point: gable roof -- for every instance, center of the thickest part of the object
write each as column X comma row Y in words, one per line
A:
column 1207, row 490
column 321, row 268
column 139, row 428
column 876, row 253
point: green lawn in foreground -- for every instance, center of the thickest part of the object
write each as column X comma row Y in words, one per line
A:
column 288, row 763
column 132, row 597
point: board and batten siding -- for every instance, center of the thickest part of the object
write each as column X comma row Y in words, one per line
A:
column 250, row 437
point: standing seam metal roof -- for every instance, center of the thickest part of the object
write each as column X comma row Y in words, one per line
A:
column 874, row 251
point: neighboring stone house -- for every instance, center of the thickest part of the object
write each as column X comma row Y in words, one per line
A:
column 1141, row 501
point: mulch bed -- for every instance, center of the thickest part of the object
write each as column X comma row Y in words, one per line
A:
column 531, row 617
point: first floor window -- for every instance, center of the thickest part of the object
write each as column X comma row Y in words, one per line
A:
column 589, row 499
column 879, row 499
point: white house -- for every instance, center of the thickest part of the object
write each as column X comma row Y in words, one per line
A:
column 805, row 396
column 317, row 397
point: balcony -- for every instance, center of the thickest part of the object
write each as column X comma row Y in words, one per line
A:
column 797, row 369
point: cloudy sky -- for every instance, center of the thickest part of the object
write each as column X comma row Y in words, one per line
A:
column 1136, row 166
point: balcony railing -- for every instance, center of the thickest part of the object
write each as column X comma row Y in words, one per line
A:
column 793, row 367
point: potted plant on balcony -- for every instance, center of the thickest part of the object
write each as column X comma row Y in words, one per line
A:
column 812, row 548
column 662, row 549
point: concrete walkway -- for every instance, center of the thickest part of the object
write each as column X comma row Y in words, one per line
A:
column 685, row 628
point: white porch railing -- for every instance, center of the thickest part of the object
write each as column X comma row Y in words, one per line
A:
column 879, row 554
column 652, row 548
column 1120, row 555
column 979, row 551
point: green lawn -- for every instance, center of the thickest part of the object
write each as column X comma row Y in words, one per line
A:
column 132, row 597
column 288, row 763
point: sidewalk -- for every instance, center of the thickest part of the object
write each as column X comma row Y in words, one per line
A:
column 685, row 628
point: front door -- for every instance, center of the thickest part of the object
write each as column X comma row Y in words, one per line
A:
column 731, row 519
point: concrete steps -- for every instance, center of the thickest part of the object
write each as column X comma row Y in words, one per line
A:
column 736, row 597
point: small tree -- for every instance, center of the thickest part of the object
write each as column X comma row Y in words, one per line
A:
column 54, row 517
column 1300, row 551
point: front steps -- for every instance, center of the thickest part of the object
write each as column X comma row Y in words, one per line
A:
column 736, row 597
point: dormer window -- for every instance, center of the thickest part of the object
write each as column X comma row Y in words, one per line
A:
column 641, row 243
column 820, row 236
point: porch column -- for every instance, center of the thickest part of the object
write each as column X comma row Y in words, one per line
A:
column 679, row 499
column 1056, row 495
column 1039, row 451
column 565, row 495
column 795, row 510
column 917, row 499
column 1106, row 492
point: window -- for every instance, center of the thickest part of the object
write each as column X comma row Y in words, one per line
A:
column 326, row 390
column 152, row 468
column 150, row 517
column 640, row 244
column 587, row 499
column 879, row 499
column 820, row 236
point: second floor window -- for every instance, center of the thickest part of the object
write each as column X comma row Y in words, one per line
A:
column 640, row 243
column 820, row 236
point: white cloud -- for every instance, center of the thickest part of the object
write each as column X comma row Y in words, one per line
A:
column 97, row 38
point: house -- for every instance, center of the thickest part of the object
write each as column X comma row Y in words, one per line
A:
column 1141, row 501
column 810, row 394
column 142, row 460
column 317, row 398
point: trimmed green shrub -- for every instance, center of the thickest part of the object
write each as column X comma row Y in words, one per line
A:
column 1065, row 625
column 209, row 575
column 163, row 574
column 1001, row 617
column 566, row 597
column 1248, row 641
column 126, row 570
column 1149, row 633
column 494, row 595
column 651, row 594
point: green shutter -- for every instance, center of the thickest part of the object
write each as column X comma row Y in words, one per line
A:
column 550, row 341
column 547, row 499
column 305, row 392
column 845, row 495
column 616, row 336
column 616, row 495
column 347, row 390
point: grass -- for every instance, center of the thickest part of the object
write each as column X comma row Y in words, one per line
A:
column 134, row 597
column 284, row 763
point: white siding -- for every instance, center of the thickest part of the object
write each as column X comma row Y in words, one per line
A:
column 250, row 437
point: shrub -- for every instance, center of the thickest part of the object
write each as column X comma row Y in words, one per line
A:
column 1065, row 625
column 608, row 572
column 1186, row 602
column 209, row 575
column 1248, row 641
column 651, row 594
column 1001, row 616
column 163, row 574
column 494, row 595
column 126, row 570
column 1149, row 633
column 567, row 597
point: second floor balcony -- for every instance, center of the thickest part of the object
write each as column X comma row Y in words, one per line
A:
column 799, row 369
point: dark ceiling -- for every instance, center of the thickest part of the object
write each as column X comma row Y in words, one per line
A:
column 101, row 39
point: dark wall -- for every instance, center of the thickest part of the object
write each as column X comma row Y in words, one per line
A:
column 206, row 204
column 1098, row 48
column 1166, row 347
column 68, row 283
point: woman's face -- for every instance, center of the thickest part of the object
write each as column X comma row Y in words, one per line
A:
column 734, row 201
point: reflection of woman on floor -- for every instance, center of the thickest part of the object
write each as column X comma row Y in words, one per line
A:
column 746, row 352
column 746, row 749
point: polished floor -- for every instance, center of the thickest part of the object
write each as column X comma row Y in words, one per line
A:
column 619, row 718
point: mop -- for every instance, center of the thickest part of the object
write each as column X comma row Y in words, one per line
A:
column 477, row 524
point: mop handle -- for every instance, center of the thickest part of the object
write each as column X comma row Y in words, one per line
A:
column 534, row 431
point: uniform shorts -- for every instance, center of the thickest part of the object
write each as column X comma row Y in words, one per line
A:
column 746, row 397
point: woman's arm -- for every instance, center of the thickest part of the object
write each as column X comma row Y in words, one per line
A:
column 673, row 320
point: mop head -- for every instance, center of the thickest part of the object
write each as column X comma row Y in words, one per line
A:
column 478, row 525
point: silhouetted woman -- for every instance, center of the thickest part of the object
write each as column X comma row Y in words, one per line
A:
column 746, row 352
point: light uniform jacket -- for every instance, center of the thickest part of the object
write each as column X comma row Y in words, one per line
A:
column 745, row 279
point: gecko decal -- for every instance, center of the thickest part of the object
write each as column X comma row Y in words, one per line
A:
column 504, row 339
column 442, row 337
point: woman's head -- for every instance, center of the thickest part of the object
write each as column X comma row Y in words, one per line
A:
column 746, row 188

* * *

## What is being asked
Turn the lines above, from the one containing "point: white cloud" through the one containing "column 97, row 38", into a numbered list, leaving out any blank lines.

## Correct output
1. point: white cloud -- for every instance, center of the thickest part of the object
2. write each as column X comma row Y in words, one per line
3. A:
4. column 97, row 38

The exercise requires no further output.